-- Reading passage --

--*--

- LGES posts the quarterly revenue of KRW 8.7 trillion and operating profit of KRW 633 billion in the first quarter of 2023
- LGES batteries, manufactured and sold this year, fulfill the IRA requirement for battery components and critical minerals, meeting customers’ needs for EV tax credit eligibility
- The company presents its business strategy for the North American market, aimed at solidifying steadfast market leadership
SEOUL, April 26, 2023 – LG Energy Solution (LGES; KRX: 373220) today announced its first quarter earnings, delivering the fifth consecutive quarterly revenue growth, as well as improved operating profits.
LGES posted consolidated revenue of KRW 8.747 trillion, a 2.5 percent increase quarter-on-quarter and 101.4 percent increase year-on-year. It is also the highest quarterly record ever.

--*--

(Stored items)
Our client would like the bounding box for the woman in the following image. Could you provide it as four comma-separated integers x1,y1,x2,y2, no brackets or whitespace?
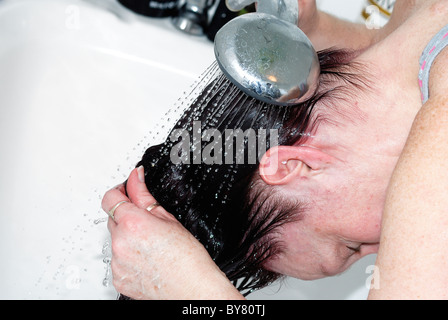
103,0,448,299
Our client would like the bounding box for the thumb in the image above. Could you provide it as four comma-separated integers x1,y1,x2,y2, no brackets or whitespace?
126,166,156,209
126,166,177,222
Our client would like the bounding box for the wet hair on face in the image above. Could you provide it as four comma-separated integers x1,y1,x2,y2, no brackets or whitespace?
130,50,368,294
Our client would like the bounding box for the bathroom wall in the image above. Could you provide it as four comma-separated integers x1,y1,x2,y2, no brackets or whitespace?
0,0,374,299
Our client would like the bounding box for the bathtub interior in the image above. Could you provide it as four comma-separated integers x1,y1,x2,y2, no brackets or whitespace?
0,0,374,299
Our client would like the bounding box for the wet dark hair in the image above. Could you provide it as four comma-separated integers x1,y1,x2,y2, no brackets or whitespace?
130,50,368,294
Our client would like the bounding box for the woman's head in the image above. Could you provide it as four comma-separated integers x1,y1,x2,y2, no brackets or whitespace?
138,51,382,291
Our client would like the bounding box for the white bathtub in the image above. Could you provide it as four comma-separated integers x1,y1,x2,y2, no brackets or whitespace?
0,0,373,299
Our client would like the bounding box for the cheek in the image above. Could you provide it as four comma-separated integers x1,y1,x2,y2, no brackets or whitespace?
264,223,319,280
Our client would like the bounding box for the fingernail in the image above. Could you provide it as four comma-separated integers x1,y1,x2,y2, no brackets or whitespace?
137,166,145,182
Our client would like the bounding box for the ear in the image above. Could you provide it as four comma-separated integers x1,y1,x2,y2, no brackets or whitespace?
260,146,332,185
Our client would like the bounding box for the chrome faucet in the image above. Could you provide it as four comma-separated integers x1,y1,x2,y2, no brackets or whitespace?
172,0,210,36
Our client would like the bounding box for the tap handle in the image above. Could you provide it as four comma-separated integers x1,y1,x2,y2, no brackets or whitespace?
226,0,299,26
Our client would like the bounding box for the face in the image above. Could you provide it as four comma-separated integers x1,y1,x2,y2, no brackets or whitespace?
265,104,398,280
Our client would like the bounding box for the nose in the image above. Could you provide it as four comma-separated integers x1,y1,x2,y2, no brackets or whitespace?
360,243,380,257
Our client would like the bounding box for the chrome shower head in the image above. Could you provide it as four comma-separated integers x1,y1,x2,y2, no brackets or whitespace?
215,0,320,106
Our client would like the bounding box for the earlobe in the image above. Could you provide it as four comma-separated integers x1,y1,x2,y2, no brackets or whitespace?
260,146,332,185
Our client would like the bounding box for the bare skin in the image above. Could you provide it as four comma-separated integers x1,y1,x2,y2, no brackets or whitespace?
103,0,448,299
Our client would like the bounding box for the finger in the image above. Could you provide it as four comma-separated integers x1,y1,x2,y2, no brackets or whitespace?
126,166,156,209
107,217,117,236
101,187,135,223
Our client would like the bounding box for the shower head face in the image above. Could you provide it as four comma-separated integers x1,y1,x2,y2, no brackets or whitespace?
215,13,320,106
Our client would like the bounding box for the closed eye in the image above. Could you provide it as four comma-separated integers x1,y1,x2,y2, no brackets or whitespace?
347,246,361,253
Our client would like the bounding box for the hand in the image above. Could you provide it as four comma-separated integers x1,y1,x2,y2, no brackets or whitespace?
102,167,243,299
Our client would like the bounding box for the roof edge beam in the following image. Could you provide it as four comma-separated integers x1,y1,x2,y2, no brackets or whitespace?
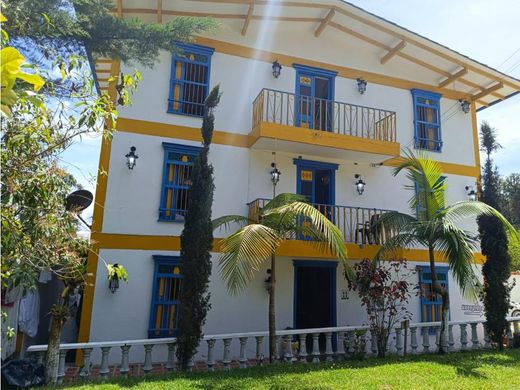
242,0,255,36
471,82,504,100
439,68,468,88
314,9,336,38
381,40,406,65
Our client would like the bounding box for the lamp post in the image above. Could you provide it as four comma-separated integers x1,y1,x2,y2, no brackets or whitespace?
270,162,282,198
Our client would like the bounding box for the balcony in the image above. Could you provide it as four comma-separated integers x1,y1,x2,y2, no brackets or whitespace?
249,89,400,163
248,198,395,245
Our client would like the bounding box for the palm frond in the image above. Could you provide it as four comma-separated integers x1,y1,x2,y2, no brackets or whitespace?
211,215,254,230
264,202,347,260
441,200,520,242
434,223,479,299
263,192,307,211
373,232,425,262
219,224,282,294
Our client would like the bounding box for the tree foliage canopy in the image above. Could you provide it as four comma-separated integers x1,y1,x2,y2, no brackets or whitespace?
4,0,217,66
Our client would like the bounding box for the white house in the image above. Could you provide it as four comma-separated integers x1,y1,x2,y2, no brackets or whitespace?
79,0,520,366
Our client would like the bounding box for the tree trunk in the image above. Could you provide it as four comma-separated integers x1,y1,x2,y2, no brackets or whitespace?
428,245,450,354
269,254,276,363
45,305,68,384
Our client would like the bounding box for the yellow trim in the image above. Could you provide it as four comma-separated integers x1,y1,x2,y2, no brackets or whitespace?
117,118,249,148
471,101,480,175
93,233,484,264
383,157,480,178
249,122,400,156
196,37,471,99
76,60,121,348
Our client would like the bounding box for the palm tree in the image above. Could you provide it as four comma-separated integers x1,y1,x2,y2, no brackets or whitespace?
213,194,351,363
375,151,518,353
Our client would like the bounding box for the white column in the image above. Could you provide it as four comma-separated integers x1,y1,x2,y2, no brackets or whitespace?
119,345,130,376
238,337,247,368
222,339,231,371
395,328,404,355
298,333,307,363
370,330,377,356
312,333,320,363
79,348,92,379
165,343,177,371
255,336,264,366
325,332,334,362
336,332,345,361
410,326,419,355
206,339,215,371
143,344,153,374
99,347,111,378
471,323,480,349
422,327,430,353
56,349,67,384
459,324,468,351
448,325,455,352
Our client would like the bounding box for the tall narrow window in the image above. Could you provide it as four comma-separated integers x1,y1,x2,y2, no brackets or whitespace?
168,43,214,116
412,89,442,152
159,142,200,221
148,256,182,338
415,176,446,220
418,266,448,322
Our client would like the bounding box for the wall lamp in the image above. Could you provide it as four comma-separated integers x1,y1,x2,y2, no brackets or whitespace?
272,60,282,79
270,163,282,186
459,99,471,114
125,146,139,170
354,173,367,195
465,186,477,202
356,77,367,95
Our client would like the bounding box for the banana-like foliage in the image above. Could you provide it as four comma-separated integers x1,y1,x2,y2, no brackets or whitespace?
375,151,518,297
213,193,352,294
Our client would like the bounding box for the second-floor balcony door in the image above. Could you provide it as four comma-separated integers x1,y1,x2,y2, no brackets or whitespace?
295,72,333,131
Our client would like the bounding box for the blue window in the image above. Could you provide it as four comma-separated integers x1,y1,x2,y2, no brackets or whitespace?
415,176,446,220
168,43,214,116
148,256,183,338
159,142,200,221
417,266,449,322
412,89,442,152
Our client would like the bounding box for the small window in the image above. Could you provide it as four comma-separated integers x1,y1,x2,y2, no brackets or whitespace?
159,142,200,221
148,256,183,338
412,89,442,152
415,176,446,220
168,43,213,117
418,266,448,322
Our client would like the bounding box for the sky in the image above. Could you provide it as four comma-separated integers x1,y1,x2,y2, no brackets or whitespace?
62,0,520,225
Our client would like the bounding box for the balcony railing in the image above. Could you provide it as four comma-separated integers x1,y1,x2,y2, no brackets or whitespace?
27,317,520,383
253,89,396,142
249,199,395,245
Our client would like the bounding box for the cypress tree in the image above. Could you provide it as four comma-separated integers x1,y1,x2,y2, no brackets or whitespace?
176,86,220,369
478,122,511,349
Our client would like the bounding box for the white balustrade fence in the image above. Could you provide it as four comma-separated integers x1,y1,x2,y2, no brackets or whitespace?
27,317,520,383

--*--

-- Required work --
1 – In the LGES earnings release, by what percentage did consolidated revenue rise year-on-year?
2 – Reproduce the LGES earnings release from "- LGES posts" to "improved operating profits.".
The lines come from a separate source.

-- Exercise results --
1 – 101.4 percent

2 –
- LGES posts the quarterly revenue of KRW 8.7 trillion and operating profit of KRW 633 billion in the first quarter of 2023
- LGES batteries, manufactured and sold this year, fulfill the IRA requirement for battery components and critical minerals, meeting customers’ needs for EV tax credit eligibility
- The company presents its business strategy for the North American market, aimed at solidifying steadfast market leadership
SEOUL, April 26, 2023 – LG Energy Solution (LGES; KRX: 373220) today announced its first quarter earnings, delivering the fifth consecutive quarterly revenue growth, as well as improved operating profits.